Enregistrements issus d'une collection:
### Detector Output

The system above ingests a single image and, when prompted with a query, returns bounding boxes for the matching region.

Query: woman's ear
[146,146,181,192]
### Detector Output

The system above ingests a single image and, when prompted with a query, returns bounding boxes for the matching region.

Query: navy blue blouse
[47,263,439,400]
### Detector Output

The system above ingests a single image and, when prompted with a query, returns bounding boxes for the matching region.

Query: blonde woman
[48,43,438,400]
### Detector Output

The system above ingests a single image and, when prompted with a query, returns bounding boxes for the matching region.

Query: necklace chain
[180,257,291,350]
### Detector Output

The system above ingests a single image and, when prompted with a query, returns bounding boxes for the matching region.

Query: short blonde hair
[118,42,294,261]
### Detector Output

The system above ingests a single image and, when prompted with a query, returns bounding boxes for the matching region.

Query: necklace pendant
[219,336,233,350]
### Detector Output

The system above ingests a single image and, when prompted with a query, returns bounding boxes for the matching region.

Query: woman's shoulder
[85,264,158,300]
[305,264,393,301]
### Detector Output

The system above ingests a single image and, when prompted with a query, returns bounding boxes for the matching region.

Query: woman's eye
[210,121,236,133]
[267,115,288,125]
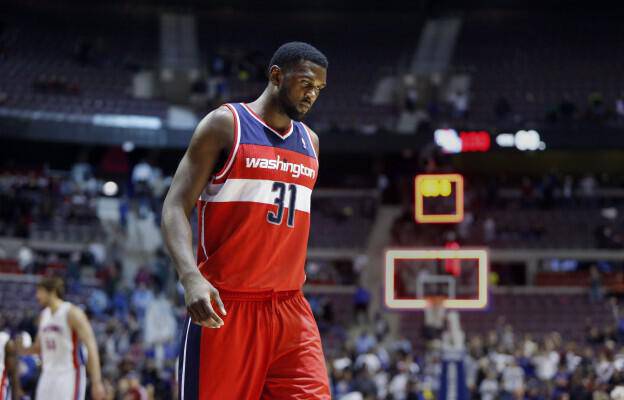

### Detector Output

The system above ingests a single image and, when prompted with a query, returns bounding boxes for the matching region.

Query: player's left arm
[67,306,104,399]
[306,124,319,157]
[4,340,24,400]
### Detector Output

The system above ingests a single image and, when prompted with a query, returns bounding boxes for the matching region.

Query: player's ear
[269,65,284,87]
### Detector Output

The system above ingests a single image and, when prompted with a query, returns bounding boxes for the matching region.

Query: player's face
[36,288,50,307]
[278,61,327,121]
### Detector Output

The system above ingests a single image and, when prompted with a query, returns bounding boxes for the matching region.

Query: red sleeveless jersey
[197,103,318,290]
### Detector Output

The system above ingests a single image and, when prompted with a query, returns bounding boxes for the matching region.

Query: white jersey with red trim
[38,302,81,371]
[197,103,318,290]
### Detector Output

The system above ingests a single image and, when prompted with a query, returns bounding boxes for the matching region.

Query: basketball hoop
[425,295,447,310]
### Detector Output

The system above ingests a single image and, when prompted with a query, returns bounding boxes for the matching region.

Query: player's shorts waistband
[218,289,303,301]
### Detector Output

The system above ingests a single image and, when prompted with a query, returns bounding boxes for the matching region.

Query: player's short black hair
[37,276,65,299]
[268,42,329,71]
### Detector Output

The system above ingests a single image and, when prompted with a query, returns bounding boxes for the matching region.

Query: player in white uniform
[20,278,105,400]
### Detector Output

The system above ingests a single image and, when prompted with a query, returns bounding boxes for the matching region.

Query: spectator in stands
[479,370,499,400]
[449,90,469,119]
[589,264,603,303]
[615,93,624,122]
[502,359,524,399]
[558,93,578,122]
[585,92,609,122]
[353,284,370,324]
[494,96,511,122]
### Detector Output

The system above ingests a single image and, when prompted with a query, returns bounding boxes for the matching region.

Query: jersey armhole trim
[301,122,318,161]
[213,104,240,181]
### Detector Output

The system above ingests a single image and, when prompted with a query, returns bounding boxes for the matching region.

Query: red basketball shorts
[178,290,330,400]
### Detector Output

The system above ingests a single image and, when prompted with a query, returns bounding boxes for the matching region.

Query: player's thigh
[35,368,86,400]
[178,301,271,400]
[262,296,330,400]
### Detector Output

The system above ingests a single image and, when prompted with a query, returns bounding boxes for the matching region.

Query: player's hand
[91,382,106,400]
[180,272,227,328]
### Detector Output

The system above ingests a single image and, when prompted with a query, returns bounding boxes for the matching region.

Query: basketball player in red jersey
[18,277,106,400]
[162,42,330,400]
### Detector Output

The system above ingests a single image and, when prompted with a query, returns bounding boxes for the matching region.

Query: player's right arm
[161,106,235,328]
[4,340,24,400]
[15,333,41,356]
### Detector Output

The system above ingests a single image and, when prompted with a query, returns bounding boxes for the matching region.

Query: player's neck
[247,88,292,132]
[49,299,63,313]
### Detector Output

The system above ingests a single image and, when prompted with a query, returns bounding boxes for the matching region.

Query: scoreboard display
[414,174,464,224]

...

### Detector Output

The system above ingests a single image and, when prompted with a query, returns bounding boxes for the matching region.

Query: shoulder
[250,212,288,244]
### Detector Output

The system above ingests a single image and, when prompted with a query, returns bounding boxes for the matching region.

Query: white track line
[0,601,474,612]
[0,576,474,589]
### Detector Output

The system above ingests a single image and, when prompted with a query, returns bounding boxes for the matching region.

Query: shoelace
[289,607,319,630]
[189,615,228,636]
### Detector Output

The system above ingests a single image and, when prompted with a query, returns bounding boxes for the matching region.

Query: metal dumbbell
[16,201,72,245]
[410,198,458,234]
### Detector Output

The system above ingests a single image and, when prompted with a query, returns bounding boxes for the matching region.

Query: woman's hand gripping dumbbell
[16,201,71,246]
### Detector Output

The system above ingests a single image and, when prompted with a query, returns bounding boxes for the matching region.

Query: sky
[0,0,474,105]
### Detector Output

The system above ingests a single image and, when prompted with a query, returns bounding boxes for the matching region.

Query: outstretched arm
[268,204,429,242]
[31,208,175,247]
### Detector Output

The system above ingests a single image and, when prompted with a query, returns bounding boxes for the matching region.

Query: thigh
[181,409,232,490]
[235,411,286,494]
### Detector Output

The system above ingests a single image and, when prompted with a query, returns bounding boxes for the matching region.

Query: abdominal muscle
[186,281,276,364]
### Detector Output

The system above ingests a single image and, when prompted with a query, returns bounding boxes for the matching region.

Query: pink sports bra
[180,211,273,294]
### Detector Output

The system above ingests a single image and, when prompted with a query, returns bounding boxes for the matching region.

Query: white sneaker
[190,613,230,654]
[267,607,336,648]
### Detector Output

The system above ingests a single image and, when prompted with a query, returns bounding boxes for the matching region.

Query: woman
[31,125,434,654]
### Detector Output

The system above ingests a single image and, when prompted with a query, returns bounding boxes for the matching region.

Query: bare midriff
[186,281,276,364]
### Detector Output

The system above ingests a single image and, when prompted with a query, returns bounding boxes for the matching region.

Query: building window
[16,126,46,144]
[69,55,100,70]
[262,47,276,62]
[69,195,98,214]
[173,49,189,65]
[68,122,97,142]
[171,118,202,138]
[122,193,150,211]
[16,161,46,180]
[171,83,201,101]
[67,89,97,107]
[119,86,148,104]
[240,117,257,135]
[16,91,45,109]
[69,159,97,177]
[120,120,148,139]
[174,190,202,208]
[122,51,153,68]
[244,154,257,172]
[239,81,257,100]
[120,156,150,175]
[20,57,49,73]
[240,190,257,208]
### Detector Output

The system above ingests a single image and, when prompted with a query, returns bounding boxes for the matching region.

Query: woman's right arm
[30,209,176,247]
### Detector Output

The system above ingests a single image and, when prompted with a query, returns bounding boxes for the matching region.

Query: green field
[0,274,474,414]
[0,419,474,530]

- Exercice court
Repérez dans les enregistrements ci-dessus chaque ligne qui contient le mot « player », puis recopiez-la. Tenez compte de la casse.

- Corrigé
Query: player's left arm
Query: player's ear
Query: player's face
Query: player's shorts waistband
Query: player's short black hair
Query: player in white uniform
Query: player's thigh
Query: player's hand
Query: basketball player in red jersey
Query: player's right arm
Query: player's neck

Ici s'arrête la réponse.